• **EXTRACT PROVIDED**
<<<<

Wednesday, March 13, 2013

Jekyll Island, Georgia

Wednesday, March 13, 2013

Mornings in motels are pretty much the same for us.  We have developed a routine for how to put things back into the car and get moving.  We move silently around the rooms, putting things "where they go," and then voila!  We're packed and ready, one of us does the "last look," and we're off.
Such was today.

There were no plans for today, and the mental debating going on over where to go for the day wouldn't shut up in our minds. Roaming means just that..........aimless moving about.   

A stop at a Georgia Welcome Center and meeting "Gloria" there turned the tide, so to speak. Efficiently and intuitively, Gloria led us to a wall of motel suggestions for the Georgia beach spots.  Like a kid at a birthday party game, I pointed at one card on the wall, she called that motel to see if there were vacancies, and just about as easily as we had emptied our motel room and filled the car, we were into tonight's motel and sitting on the motel's beach at Jekyll Island, by one o'clock in the afternoon.  Efficiency!

>>>>

• **EXERCISE INSTRUCTIONS**
**A)** Can you gather every line of the records that contains the string "roof" and copy each one out?
**B)** Could you carry the Jekyll Island travel entry forward, starting right after its final sentence?
The Jekyll Island travel entry and the records have nothing to do with each other.

• **MATERIAL PROVIDED**
<<<<

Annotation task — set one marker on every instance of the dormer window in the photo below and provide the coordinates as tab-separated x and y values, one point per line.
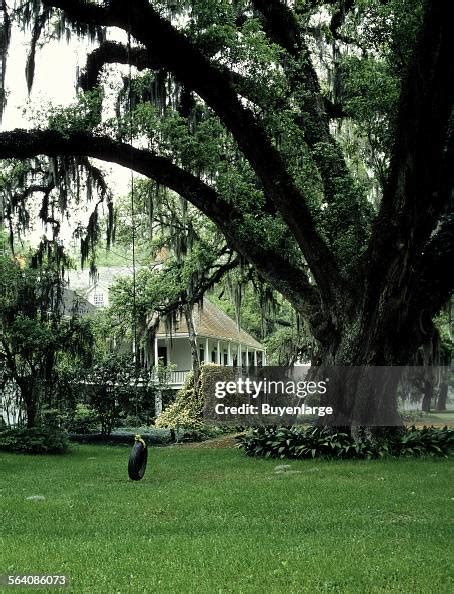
98	299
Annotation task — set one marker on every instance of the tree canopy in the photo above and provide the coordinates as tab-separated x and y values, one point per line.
315	134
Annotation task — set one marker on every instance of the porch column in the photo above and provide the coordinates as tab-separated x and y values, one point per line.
207	354
158	395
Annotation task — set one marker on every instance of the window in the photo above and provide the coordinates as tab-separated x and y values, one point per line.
162	355
98	299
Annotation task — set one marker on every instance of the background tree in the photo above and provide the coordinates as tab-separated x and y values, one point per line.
233	107
34	334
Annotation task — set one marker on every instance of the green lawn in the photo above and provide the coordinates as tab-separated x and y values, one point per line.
206	520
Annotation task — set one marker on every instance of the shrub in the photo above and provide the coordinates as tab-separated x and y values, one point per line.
38	440
319	442
186	411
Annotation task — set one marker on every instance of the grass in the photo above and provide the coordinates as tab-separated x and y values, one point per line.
215	521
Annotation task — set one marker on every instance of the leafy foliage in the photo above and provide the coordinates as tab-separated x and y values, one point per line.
319	442
36	440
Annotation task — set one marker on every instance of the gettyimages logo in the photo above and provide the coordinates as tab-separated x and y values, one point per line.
266	395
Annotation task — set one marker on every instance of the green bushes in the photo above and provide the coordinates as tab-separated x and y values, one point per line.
319	442
186	411
38	440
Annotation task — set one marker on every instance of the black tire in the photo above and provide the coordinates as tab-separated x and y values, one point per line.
137	461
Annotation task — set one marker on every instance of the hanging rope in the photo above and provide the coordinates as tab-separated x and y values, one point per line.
133	224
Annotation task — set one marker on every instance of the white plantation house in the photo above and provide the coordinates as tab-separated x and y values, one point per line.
219	341
218	337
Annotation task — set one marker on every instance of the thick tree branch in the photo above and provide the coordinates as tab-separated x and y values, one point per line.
111	52
170	47
340	191
291	281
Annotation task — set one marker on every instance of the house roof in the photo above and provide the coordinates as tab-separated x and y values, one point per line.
79	280
211	322
72	303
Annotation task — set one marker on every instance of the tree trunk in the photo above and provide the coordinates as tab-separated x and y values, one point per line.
364	362
30	397
428	396
442	396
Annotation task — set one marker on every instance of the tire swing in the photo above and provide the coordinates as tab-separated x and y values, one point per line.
138	459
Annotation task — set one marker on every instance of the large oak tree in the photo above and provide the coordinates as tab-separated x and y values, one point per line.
246	137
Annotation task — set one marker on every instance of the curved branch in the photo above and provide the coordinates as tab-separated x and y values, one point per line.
171	47
111	52
290	281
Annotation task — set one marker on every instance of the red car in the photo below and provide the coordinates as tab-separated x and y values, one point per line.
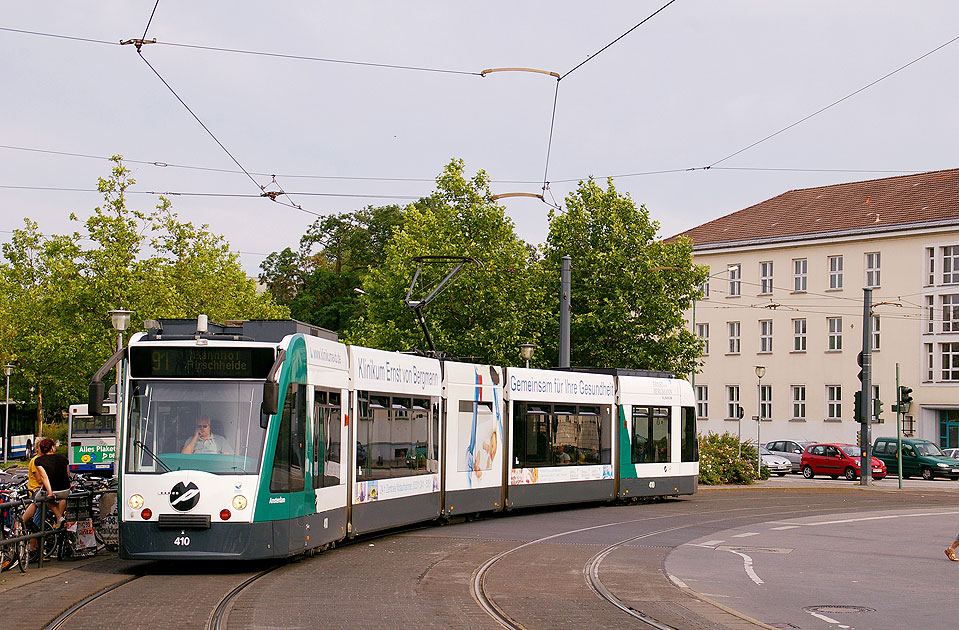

>>>>

• **RESULTS FOR EACH TASK**
**A)**
Annotation task — set one marker on every instance of the house roof in the photo above and provide the coordinates as tab-separated x and y values, one point per line.

**B)**
A long beachcombing walk and then power walk back was a two and a half mile event, and today I crossed off a Bucket List wish.............I found whole, unbroken sand dollars on a beach!  A first!  And I actually found not one, but an entire PILE of sand dollars!  This wasn't actually written  on my Bucket List, but it was a mental item, just as visiting Jekyll Island had been. ( That plastic sack in the photo holds a giant piece of coral that I also found. It felt really yucky when touched, and that bag had been left in the sand, so I put it to use.)

We had dinner at a little restaurant named The Driftwood Bistro where I had grilled shrimp, fried okra and fried green tomatoes.  It doesn't get much more Southern than that! 

A motor tour of Jekyll Island followed, and we found "the historic district" shortly.


 The Jekyll Island Club Hotel was a showstopper, as were some  old "cottages" where entire families and their offspring's offspring could all stay at the same time.

Ancient trees sagging with Spanish moss that might be older than dirt also brought us to a halt.  The moss, in some cases, hangs to the ground, swaying in the evening breeze.

We pulled into a parking lot to watch the sun go down, and it did, with a glorious, colorful display.
A photographer from Florida was also shooting the sundown, and he pointed out the crescent moon and explained that a comet was due to appear beneath that moon any minute.  We waited until we were nearly frozen, then gave up, but we're keeping our eye out the window at that crescent, just in case it shows up late.
We're in a good place.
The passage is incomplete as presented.